- _REQUESTS_
1. Copy out word for word part of the Keystone XL speech, starting with "Pipelines are the" and going on through "holdup, Mr. President?".
2. Decide whether each statement below agrees with the Keystone XL speech, answering yes or no and quoting the deciding words: (a) the speaker says the administration has had three years to decide on the pipeline; (b) the speaker gives the national unemployment rate as 8.2 percent; (c) the speaker says the Senate has already passed the bill.

- _PAGE TEXT_
+ + +
Mr. POE of Texas. Mr. Speaker, time is up. It is time for the administration to quit stalling and make a decision on the Keystone XL pipeline project, the pipeline that comes from our friends in Canada from Alberta all the way down to my congressional district in southeast Texas, to the refineries in Port Arthur, Texas.
The House has done its job this week by passing a bill to move this decision along. Now it's the Senate's turn to pass this bill so that the administration finally makes a decision on the Keystone XL project that will create thousands of American jobs and decrease our dependence on unfriendly nations for energy.
I commend my friend from Nebraska (Mr. Terry) for passing this legislation and being the spearhead of this legislation.
All that has to happen is the State Department has to make a decision and the administration has to support that decision one way or the other. It's been 3 years for the administration to make a decision, yes or no, on the XL pipeline. It's time to fish or cut bait. Pick a horse and ride it. The administration must make a decision.
And this should be, to me, an easy choice for this administration. Either they can force Americans to continue to rely on unfriendly foreign countries for our energy, like Venezuela and the Middle Eastern dictators, by depriving Americans of a reliable source of oil at a time when gas prices are around $4, or they can work with our friends in the north to supply over 1.4 million barrels of oil per day.
Pipelines are the proven and safe, efficient source of energy. Best of all, this project creates thousands of jobs at a time when unemployment in this country is 9.2 percent. And it is climbing. I would think this job-creating, shovel-ready project--which my liberal friends always talk about--would be something they would support and the administration would support.
As the administration continues to stonewall our own domestic production, we must safely and immediately look for ways to meet energy needs.
The country needs energy. It needs jobs. This project provides both. What's the holdup, Mr. President?
For every barrel of oil shipped a thousand miles, less than one teaspoon of liquid is lost from a pipeline. Transporting goods by pipeline has the lowest carbon footprint as compared with other transportation modes. Crude oil has to get to America some way. It either comes by barge or truck or rail or marine, and pipelines historically are the safest way to transport crude oil.
+ + +
- _SOURCE EXCERPT_

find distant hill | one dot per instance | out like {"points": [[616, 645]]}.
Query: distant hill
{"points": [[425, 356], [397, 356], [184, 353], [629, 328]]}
+ + +
- _RESULTS IN ORDER_
1.
Pipelines are the proven and safe, efficient source of energy. Best of all, this project creates thousands of jobs at a time when unemployment in this country is 9.2 percent. And it is climbing. I would think this job-creating, shovel-ready project--which my liberal friends always talk about--would be something they would support and the administration would support.
As the administration continues to stonewall our own domestic production, we must safely and immediately look for ways to meet energy needs.
The country needs energy. It needs jobs. This project provides both. What's the holdup, Mr. President?

2.
(a) Yes: "It's been 3 years for the administration to make a decision, yes or no, on the XL pipeline."
(b) No: "unemployment in this country is 9.2 percent."
(c) No: "Now it's the Senate's turn to pass this bill"